DIRECTIONS:
Every entry below is to be copied exactly, with nothing omitted.

DATA FOR REVIEW:
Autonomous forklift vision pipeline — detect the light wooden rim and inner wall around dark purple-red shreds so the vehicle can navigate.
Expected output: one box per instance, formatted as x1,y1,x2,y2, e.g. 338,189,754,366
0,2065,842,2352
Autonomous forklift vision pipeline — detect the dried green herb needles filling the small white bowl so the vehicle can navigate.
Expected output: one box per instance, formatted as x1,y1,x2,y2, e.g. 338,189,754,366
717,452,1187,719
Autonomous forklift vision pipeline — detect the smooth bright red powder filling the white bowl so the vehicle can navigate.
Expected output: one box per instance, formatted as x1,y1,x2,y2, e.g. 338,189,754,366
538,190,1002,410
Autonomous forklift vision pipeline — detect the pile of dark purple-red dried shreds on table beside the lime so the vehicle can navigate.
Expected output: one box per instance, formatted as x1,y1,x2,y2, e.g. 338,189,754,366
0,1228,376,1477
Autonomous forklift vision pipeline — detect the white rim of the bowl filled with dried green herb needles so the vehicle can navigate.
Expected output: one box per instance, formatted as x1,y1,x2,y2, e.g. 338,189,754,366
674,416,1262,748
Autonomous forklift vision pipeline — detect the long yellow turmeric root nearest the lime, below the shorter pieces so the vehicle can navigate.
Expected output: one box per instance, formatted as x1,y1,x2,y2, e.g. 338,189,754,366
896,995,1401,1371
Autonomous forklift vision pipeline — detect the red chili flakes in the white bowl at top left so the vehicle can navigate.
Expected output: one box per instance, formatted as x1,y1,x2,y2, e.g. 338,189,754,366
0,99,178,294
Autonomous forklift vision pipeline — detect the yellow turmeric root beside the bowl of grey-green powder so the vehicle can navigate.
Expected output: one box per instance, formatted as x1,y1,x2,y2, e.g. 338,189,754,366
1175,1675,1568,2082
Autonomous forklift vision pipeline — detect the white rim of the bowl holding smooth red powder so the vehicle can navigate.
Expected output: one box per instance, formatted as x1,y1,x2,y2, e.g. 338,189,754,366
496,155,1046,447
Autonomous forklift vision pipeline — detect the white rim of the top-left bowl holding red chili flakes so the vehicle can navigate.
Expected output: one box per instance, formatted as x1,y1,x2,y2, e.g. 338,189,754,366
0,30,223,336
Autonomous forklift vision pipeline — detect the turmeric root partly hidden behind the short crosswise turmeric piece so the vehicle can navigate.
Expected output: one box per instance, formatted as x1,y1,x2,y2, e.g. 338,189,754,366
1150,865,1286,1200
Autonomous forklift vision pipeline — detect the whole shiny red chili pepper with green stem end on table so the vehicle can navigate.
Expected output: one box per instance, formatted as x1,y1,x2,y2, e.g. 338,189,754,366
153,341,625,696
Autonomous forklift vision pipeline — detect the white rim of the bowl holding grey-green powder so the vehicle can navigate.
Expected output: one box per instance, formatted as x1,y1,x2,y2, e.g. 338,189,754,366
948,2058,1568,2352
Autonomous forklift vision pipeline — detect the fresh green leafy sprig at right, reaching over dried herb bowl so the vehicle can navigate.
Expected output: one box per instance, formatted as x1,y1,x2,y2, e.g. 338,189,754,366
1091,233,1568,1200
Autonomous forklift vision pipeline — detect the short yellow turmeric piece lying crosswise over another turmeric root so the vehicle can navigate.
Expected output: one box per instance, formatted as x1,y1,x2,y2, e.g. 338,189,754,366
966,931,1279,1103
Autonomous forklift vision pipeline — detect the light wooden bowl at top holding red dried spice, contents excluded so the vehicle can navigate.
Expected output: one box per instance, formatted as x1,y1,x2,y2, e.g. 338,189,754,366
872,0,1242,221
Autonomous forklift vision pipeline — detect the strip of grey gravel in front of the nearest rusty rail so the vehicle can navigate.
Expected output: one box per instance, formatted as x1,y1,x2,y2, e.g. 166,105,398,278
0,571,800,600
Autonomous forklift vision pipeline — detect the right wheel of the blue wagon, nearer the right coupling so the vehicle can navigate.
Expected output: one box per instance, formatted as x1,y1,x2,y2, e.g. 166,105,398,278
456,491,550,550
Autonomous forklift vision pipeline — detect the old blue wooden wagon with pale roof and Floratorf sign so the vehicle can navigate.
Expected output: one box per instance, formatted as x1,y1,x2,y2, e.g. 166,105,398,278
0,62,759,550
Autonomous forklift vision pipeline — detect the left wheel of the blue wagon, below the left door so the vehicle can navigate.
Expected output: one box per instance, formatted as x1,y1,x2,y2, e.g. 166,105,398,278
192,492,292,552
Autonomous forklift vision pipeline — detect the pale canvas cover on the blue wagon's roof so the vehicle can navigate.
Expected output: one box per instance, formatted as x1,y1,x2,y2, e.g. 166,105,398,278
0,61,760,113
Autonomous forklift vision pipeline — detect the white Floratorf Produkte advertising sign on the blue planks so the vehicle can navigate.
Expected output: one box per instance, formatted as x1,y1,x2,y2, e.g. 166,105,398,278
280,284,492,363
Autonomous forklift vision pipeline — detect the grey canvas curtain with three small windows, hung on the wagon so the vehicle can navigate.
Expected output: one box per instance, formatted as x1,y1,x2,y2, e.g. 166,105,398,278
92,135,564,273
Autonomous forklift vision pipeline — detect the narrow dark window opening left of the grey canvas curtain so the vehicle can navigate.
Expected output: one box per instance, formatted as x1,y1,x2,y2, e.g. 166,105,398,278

SOLUTION TO THE EXERCISE:
Autonomous forklift vision pipeline — detect the light wooden rim and inner wall around dark purple-red shreds so the vehicle can navigate.
Expected output: one box per instance, formatted as x1,y1,x2,y2, e.g. 338,189,754,366
0,2065,842,2352
Autonomous forklift vision pipeline — detect the dried green herb needles filling the small white bowl so the vehicle can navigate.
Expected output: one box per instance, formatted as x1,y1,x2,y2, e.g. 338,189,754,366
717,452,1187,719
Autonomous forklift vision pipeline — detect the smooth bright red powder filling the white bowl so the vehicle can navigate.
Expected output: one box per instance, formatted as x1,y1,x2,y2, e.g. 338,189,754,366
538,190,1002,410
Autonomous forklift vision pipeline — detect the pile of dark purple-red dried shreds on table beside the lime so the vehicle can navigate.
Expected output: one box per instance, formatted as x1,y1,x2,y2, e.g. 338,189,754,366
0,1228,376,1477
Autonomous forklift vision pipeline — detect the white rim of the bowl filled with dried green herb needles so the vehicle can navigate.
Expected output: one box per instance, formatted as x1,y1,x2,y2, e.g. 338,189,754,366
674,416,1262,748
Autonomous forklift vision pipeline — detect the long yellow turmeric root nearest the lime, below the shorter pieces so the vehicle can navigate.
Expected output: one box per instance, formatted as x1,y1,x2,y2, e.g. 338,189,754,366
896,995,1401,1371
Autonomous forklift vision pipeline — detect the red chili flakes in the white bowl at top left so the vehicle can navigate.
Expected output: one box per instance, formatted as x1,y1,x2,y2, e.g. 338,189,754,366
0,99,178,294
Autonomous forklift vision pipeline — detect the yellow turmeric root beside the bowl of grey-green powder so the vehicle can navigate.
Expected output: one box per instance, formatted as x1,y1,x2,y2, e.g. 338,189,754,366
1175,1675,1568,2082
Autonomous forklift vision pipeline — detect the white rim of the bowl holding smooth red powder so the vehicle can navigate.
Expected output: one box per instance, formatted as x1,y1,x2,y2, e.g. 338,189,754,366
496,155,1046,447
Autonomous forklift vision pipeline — detect the white rim of the top-left bowl holding red chili flakes so the vehicle can navigate.
Expected output: one box per instance, formatted as x1,y1,x2,y2, e.g. 338,189,754,366
0,30,223,336
Autonomous forklift vision pipeline — detect the turmeric root partly hidden behind the short crosswise turmeric piece so the vehicle can navigate.
Expected output: one box per instance, formatted as x1,y1,x2,y2, e.g. 338,189,754,366
1150,865,1286,1200
Autonomous forklift vision pipeline — detect the whole shiny red chili pepper with green stem end on table so the vehicle can navigate.
Expected output: one box per instance, formatted as x1,y1,x2,y2, e.g. 338,189,754,366
153,341,625,696
Autonomous forklift vision pipeline — detect the white rim of the bowl holding grey-green powder so the vehicle can navigate.
Expected output: one box per instance, formatted as x1,y1,x2,y2, e.g. 338,189,754,366
948,2058,1568,2352
Autonomous forklift vision pipeline — detect the fresh green leafy sprig at right, reaching over dried herb bowl so the vehicle can navigate.
Expected output: one box per instance, formatted as x1,y1,x2,y2, e.g. 338,189,754,366
1091,233,1568,1200
Autonomous forklift vision pipeline — detect the short yellow turmeric piece lying crosswise over another turmeric root so the vehicle can navigate.
Expected output: one box per instance, formatted as x1,y1,x2,y2, e.g. 338,189,754,366
966,931,1279,1103
Autonomous forklift vision pipeline — detect the light wooden bowl at top holding red dried spice, contents excluded so the vehicle can navigate.
Expected output: one box per instance, formatted as x1,y1,x2,y2, e.g. 338,189,754,366
872,0,1242,221
Autonomous forklift vision pipeline — detect the strip of grey gravel in front of the nearest rusty rail so the vehicle can navigate.
Expected output: one box per instance, formatted as x1,y1,x2,y2, e.g. 166,105,398,278
0,571,800,600
Autonomous forklift vision pipeline — detect the right wheel of the blue wagon, nearer the right coupling so the vehicle can navigate.
Expected output: one box per instance, formatted as x1,y1,x2,y2, e.g. 166,105,398,278
456,491,550,550
Autonomous forklift vision pipeline — detect the old blue wooden wagon with pale roof and Floratorf sign so the vehicle can navigate.
Expected output: one box per instance, formatted as x1,y1,x2,y2, e.g. 166,105,398,278
0,62,759,550
Autonomous forklift vision pipeline — detect the left wheel of the blue wagon, below the left door so the vehicle can navigate.
Expected output: one box per instance, formatted as x1,y1,x2,y2, e.g. 166,105,398,278
192,492,292,552
Autonomous forklift vision pipeline — detect the pale canvas cover on the blue wagon's roof so the vehicle can navigate.
Expected output: one box per instance, formatted as x1,y1,x2,y2, e.g. 166,105,398,278
0,61,760,113
Autonomous forklift vision pipeline — detect the white Floratorf Produkte advertising sign on the blue planks so the vehicle can navigate.
Expected output: one box per instance, formatted as x1,y1,x2,y2, e.g. 166,105,398,278
280,284,492,363
Autonomous forklift vision pipeline — detect the grey canvas curtain with three small windows, hung on the wagon so the vehicle can navigate.
Expected output: one box per instance, formatted as x1,y1,x2,y2, e.g. 166,105,398,278
92,135,564,273
Autonomous forklift vision pipeline — detect the narrow dark window opening left of the grey canvas curtain so the vehicle can navigate.
Expected output: one box per instance, formatted as x1,y1,x2,y2, e.g. 166,105,398,278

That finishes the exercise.